== REQUIRED WORK ==
The entries are to be reproduced verbatim, and their pictures left out.

━━ MATERIAL FOR THE TASK ━━

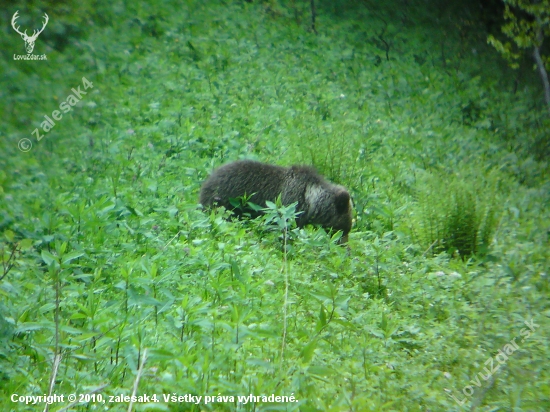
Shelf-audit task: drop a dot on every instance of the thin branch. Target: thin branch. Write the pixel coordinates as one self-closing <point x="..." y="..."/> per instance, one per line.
<point x="313" y="16"/>
<point x="138" y="377"/>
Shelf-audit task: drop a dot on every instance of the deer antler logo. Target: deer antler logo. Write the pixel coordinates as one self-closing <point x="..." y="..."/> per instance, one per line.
<point x="29" y="40"/>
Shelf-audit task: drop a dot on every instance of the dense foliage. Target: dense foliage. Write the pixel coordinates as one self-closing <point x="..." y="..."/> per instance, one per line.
<point x="115" y="282"/>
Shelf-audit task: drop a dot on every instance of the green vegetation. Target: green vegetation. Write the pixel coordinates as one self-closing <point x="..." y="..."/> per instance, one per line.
<point x="114" y="281"/>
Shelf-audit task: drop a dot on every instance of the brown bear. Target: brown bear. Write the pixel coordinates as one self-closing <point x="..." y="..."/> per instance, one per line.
<point x="319" y="201"/>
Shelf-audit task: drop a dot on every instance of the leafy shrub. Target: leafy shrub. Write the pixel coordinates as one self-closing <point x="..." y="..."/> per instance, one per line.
<point x="455" y="216"/>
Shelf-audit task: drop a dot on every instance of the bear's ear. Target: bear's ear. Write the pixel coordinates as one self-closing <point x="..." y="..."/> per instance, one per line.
<point x="341" y="200"/>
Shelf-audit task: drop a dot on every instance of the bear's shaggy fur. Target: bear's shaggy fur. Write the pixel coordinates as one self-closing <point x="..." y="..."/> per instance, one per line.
<point x="319" y="201"/>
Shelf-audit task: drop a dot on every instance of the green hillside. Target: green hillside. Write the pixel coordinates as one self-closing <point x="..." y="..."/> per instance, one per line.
<point x="115" y="282"/>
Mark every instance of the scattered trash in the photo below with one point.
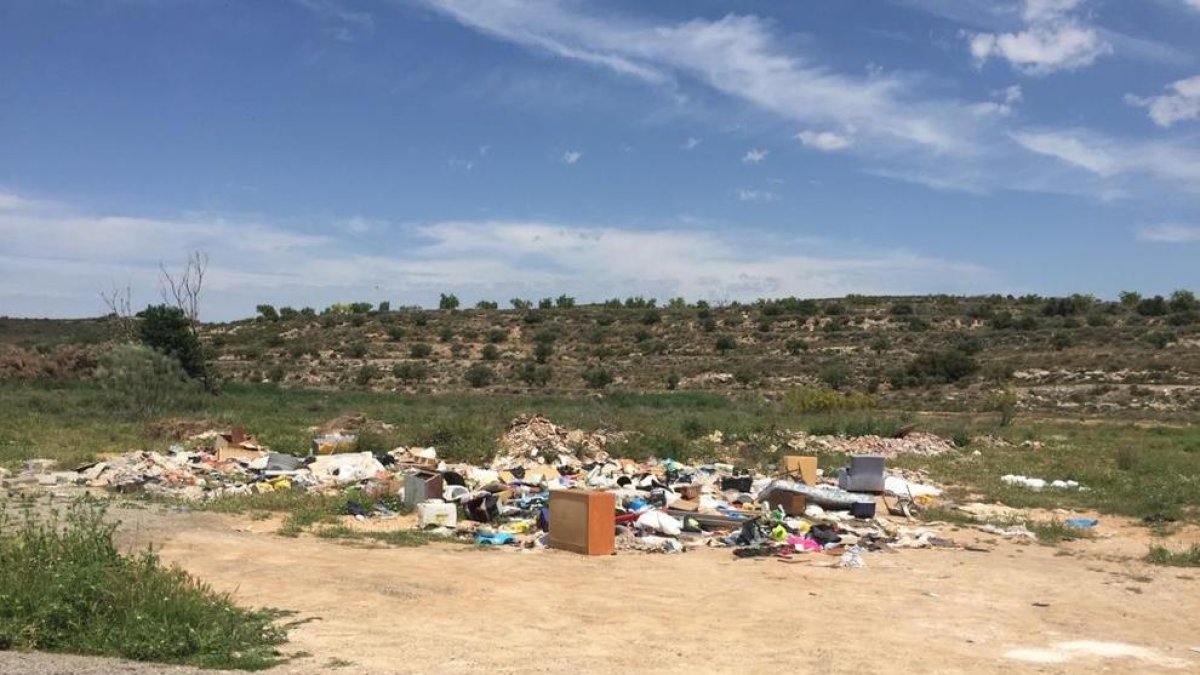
(551, 487)
(1039, 483)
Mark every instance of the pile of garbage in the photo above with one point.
(540, 441)
(911, 443)
(654, 506)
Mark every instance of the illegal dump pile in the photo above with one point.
(556, 488)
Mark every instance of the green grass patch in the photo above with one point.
(394, 537)
(1165, 556)
(65, 587)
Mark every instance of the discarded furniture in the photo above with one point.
(791, 501)
(583, 521)
(421, 487)
(864, 475)
(801, 469)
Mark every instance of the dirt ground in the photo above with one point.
(1080, 607)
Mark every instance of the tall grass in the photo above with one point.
(66, 587)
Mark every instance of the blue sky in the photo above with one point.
(335, 150)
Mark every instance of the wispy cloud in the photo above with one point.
(55, 257)
(757, 196)
(1170, 233)
(1107, 156)
(343, 24)
(1181, 105)
(737, 55)
(825, 141)
(755, 155)
(1054, 40)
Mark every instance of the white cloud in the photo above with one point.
(1170, 108)
(1170, 233)
(757, 196)
(737, 55)
(55, 258)
(345, 25)
(1108, 156)
(1072, 149)
(825, 141)
(755, 156)
(1051, 41)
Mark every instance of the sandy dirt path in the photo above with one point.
(1075, 608)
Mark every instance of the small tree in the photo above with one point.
(535, 375)
(479, 375)
(411, 371)
(1060, 341)
(1005, 404)
(142, 382)
(448, 302)
(597, 377)
(168, 330)
(725, 344)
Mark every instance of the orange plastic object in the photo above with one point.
(582, 521)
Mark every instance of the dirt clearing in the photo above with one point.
(1075, 608)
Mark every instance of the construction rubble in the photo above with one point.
(556, 488)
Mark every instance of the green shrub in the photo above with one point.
(936, 368)
(535, 375)
(448, 302)
(835, 376)
(1005, 404)
(139, 382)
(66, 587)
(725, 344)
(479, 375)
(366, 375)
(168, 330)
(796, 346)
(597, 377)
(411, 371)
(811, 399)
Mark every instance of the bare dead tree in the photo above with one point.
(184, 291)
(120, 306)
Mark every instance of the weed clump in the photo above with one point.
(66, 587)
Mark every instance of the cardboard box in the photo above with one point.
(583, 521)
(791, 502)
(421, 487)
(802, 469)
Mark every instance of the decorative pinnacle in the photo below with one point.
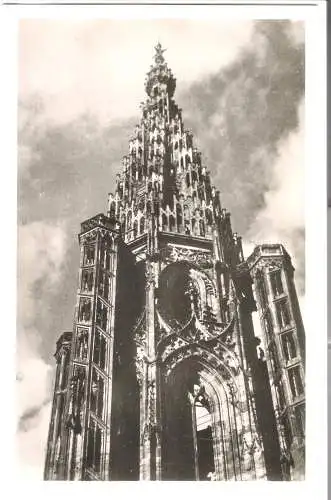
(158, 57)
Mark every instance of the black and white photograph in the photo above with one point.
(161, 249)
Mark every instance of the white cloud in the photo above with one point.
(42, 250)
(86, 66)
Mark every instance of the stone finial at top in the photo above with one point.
(158, 57)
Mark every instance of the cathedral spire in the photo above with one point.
(158, 56)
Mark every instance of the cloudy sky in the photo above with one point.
(241, 87)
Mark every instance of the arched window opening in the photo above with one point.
(202, 436)
(202, 227)
(142, 225)
(172, 223)
(164, 222)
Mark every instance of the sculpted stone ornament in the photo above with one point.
(174, 253)
(77, 388)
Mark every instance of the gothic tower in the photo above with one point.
(163, 376)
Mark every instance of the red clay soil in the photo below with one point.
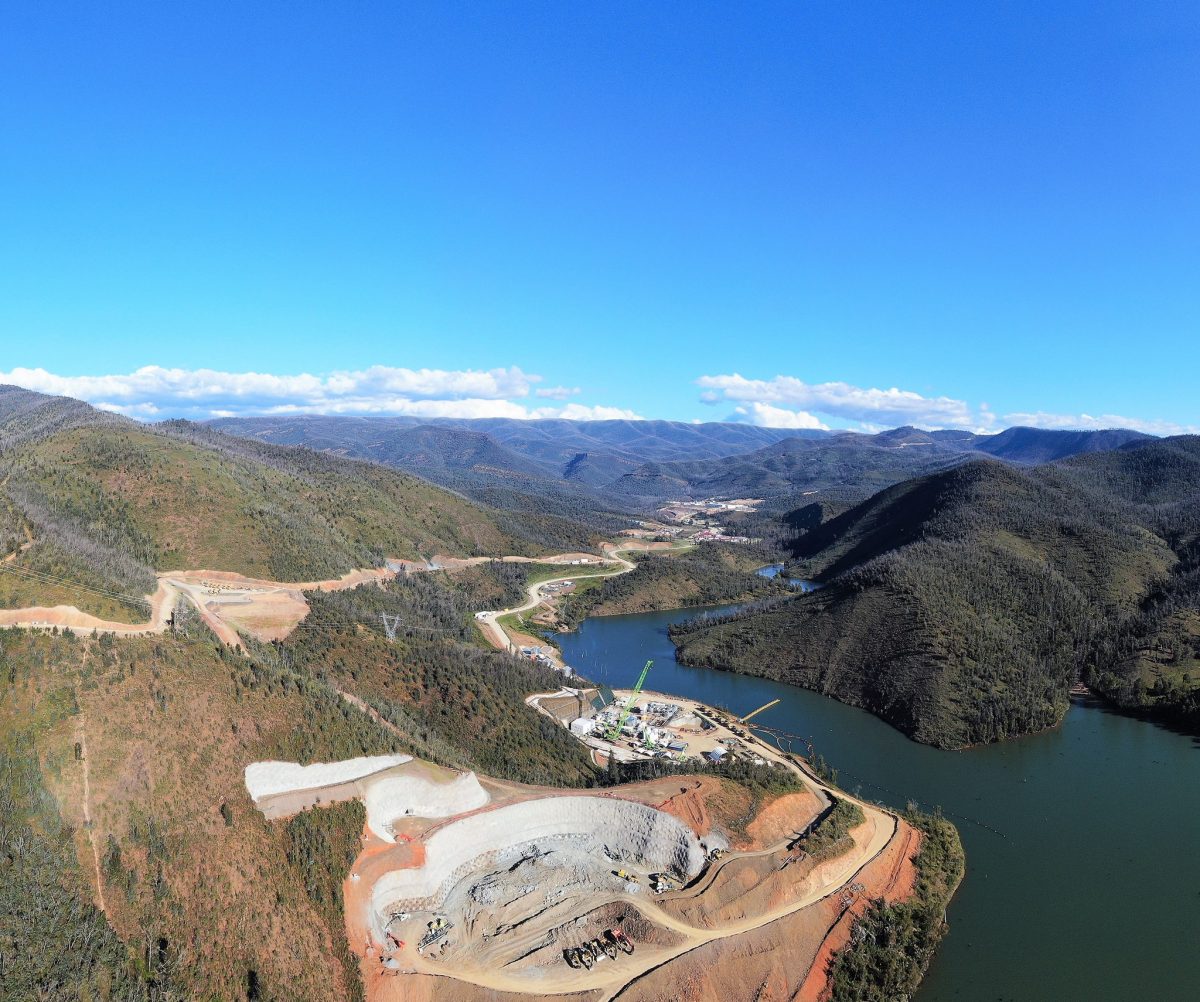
(892, 876)
(689, 804)
(783, 817)
(785, 960)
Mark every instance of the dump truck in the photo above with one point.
(621, 940)
(435, 931)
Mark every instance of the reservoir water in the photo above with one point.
(1083, 843)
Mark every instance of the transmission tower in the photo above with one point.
(390, 624)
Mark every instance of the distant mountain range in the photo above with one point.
(585, 467)
(96, 502)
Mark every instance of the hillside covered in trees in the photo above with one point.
(91, 499)
(961, 606)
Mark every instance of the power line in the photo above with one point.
(49, 579)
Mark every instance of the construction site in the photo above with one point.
(636, 724)
(505, 888)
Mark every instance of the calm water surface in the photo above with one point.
(1092, 888)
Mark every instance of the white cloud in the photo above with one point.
(579, 412)
(789, 400)
(154, 391)
(556, 393)
(1041, 419)
(768, 417)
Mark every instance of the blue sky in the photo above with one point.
(841, 214)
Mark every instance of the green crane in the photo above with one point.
(629, 705)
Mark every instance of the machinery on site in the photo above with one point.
(435, 930)
(615, 731)
(621, 940)
(661, 882)
(603, 948)
(755, 713)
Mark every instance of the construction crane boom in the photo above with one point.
(629, 705)
(765, 706)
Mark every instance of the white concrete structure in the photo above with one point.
(396, 796)
(267, 779)
(598, 825)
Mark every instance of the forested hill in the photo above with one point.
(91, 504)
(961, 606)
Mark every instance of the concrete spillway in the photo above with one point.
(600, 828)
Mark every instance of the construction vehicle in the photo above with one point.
(436, 930)
(615, 732)
(619, 937)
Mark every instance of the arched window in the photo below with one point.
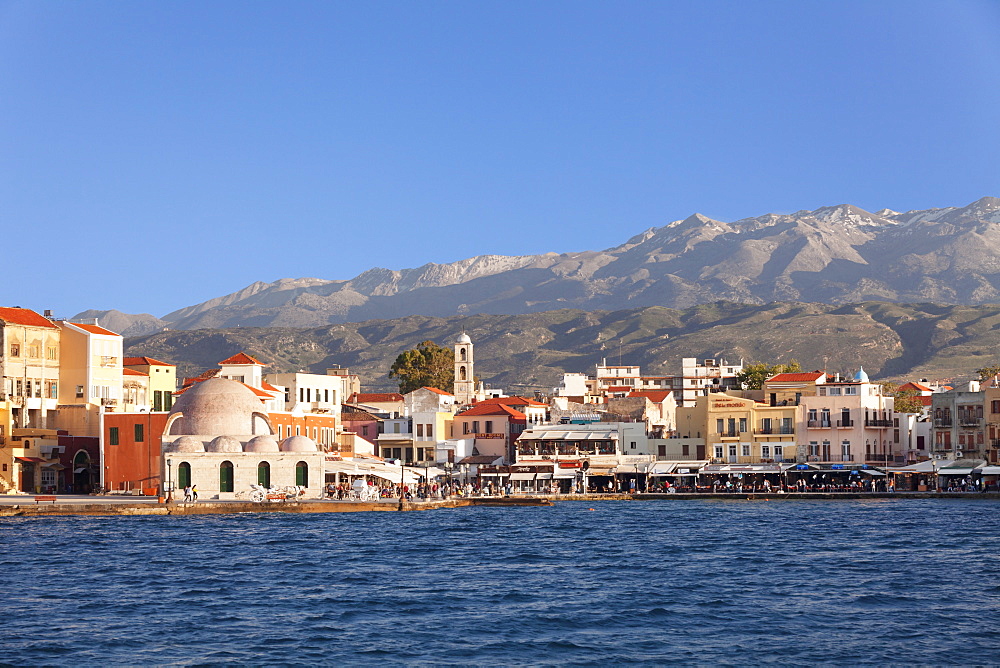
(226, 477)
(183, 475)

━━━

== SOLUTION TO THIS PROBLEM ==
Shelf-audit task: drop a dot on every instance of the thin branch. Target: thin branch. Write the pixel coordinates as one self-closing <point x="..." y="..."/> per instance, one per line.
<point x="313" y="16"/>
<point x="138" y="377"/>
Shelf-audit task: drop a dot on every instance of the deer antler logo. Target: deer antler logo. Write the pixel coordinates as one self-closing <point x="..." y="..."/> per instance, one per line.
<point x="29" y="40"/>
Shelf-audit task: drop a dot on every instance of the dense foliage. Target: dense foliage. Write the pixel coordinates as one self-closing <point x="..." y="..."/> per instance, one per line.
<point x="115" y="282"/>
Shelf-audit task: drop a dot on every instance of the green vegetation. Target: green vegetation. Write the pixel coordinates as one self-closing <point x="..." y="..."/> per instance, one per line.
<point x="114" y="281"/>
Shelf-audit task: drop a dot on every instance of the brown bear. Target: brown bear. Write the pixel coordinates as one self-closing <point x="..." y="..."/> per instance, one per line.
<point x="319" y="201"/>
Shelf-audit task: drop a dot on every instance of the leafy shrub. Target: leafy shrub. Write the pixel coordinates as one self-closing <point x="..." y="..."/> per instance, one per line.
<point x="455" y="216"/>
Shelf-audit task: drop a dot on every instance of the bear's ear. Target: bear's ear. Write the pixel coordinates as one self-closing <point x="..." y="..."/> per instance, one per line.
<point x="341" y="200"/>
Shelf-audit task: drop a dot on every instance of the bear's shaggy fur. Target: bear's shaggy fur. Write the pixel coordinates as one self-closing <point x="..." y="..."/> per instance, one per line.
<point x="319" y="201"/>
Shelf-audit task: drop a dot on every instance of the green hillside. Target: green hillside. Write the pixel coordinates as one self-closing <point x="..." y="..."/> per instance, one per line.
<point x="115" y="282"/>
Mark every instance of the scattered trash in the photo below with one point.
(551, 487)
(1039, 483)
Mark every instance of the pile of garbage in the photo above with one point.
(540, 441)
(911, 443)
(654, 506)
Mark every instance of the illegal dump pile in the photo above with one point.
(556, 488)
Mark every instance of the green grass patch in the photo above with one point.
(394, 537)
(1165, 556)
(65, 587)
Mark every instance of the discarded furniture in the photo above with one point.
(791, 501)
(583, 521)
(421, 487)
(864, 475)
(801, 469)
Mark every instance of the dirt ground in the photo above with one point.
(1080, 607)
Mark every instance of the tall grass in the photo above with one point.
(66, 587)
Mark every instance of the blue sky in the photo above with one point.
(335, 150)
Mark every instance of the wispy cloud in the photo above with one point.
(55, 257)
(757, 196)
(1170, 233)
(1107, 156)
(343, 24)
(1181, 105)
(737, 55)
(825, 141)
(755, 155)
(1054, 40)
Mark every instance of the white cloud in the photo above with one point.
(1170, 108)
(1170, 233)
(757, 196)
(737, 55)
(55, 258)
(345, 25)
(1108, 156)
(1072, 149)
(825, 141)
(755, 156)
(1051, 41)
Mark every instance of the sandy dirt path in the photo above with one point.
(1075, 608)
Mark every instance of the small tree in the photo above with one point.
(535, 375)
(479, 375)
(411, 371)
(1060, 341)
(1005, 404)
(142, 382)
(448, 302)
(597, 377)
(168, 330)
(725, 344)
Mark every instance of the orange plastic object in the photo above with one point.
(582, 521)
Mark every instance of the dirt clearing in the photo above with one point.
(1075, 608)
Mark every instance of the construction rubble in the photo above with one point.
(556, 488)
Mark every instance of the green shrub in the photo above with one point.
(936, 368)
(535, 375)
(448, 302)
(835, 376)
(1005, 404)
(139, 382)
(66, 587)
(725, 344)
(479, 375)
(366, 375)
(168, 330)
(796, 346)
(597, 377)
(411, 371)
(811, 399)
Mark every instance of the bare dead tree in the photo above with one point.
(184, 291)
(120, 306)
Mark every instance of the weed clump in the photo above with one point.
(66, 587)
Mark every instance of the cardboard box in the photo above with one point.
(583, 521)
(791, 502)
(421, 487)
(802, 469)
Mark every instance of the decorative pinnacle in the photo below with one point.
(158, 57)
Mark every instance of the black and white photograph in the photo above with one point.
(161, 249)
Mark every instance of the white cloud in the photo above with one point.
(42, 250)
(86, 66)
Mark every instance of the stone finial at top in the photo above with one point.
(158, 57)
Mark every instance of the cathedral spire in the photo above with one point.
(158, 56)
Mark every instance of the cloudy sky in the photo above with one point.
(241, 87)
Mark every instance of the arched window opening in the photo above with one point.
(202, 436)
(202, 227)
(142, 225)
(172, 223)
(164, 222)
Mark every instance of the sculpted stone ornament in the photo above with one point.
(174, 253)
(77, 388)
Mark every instance of the gothic tower in the photo above with one point.
(163, 376)
Mark every instance of the red clay soil in the photo below with one point.
(892, 876)
(689, 804)
(783, 817)
(785, 960)
Mark every instance of the dump truck in the photo above with one point.
(621, 940)
(435, 931)
Mark every instance of the reservoir water in the photo above with one point.
(1083, 843)
Mark every instance of the transmission tower in the photo above with one point.
(390, 624)
Mark every instance of the distant mountain range in the photo above with one point.
(585, 467)
(96, 502)
Mark every instance of the hillside covered in trees in the photo above with one point.
(91, 499)
(961, 606)
Mark every instance of the power line in the photo above with one point.
(49, 579)
Mark every instance of the construction site in the photo above with one point.
(636, 724)
(505, 888)
Mark every instance of the calm water surface in the photo above with one point.
(1092, 888)
Mark every instance of the white cloud in the photo above with one point.
(579, 412)
(789, 400)
(154, 391)
(556, 393)
(1041, 419)
(768, 417)
Mark every instance of the blue sky in the photo above with one point.
(841, 214)
Mark every instance of the green crane in the photo above with one point.
(629, 705)
Mark every instance of the machinery on site in the photo above with one point.
(435, 930)
(615, 731)
(621, 940)
(661, 882)
(603, 948)
(755, 713)
Mark every instance of the construction crane boom in the photo above with one point.
(629, 705)
(765, 706)
Mark every instance of the white concrete structure in the photo above with one point.
(396, 796)
(267, 779)
(598, 825)
Mark every instance of the forested hill in the photo above with one point.
(91, 504)
(961, 606)
Mark every instance of the concrete spillway in the photo above with one point.
(600, 828)
Mark every instance of the construction vehicle in the photo above with one point.
(436, 930)
(615, 732)
(619, 937)
Mark every instance of the arched window in the photo below with one point.
(226, 477)
(183, 475)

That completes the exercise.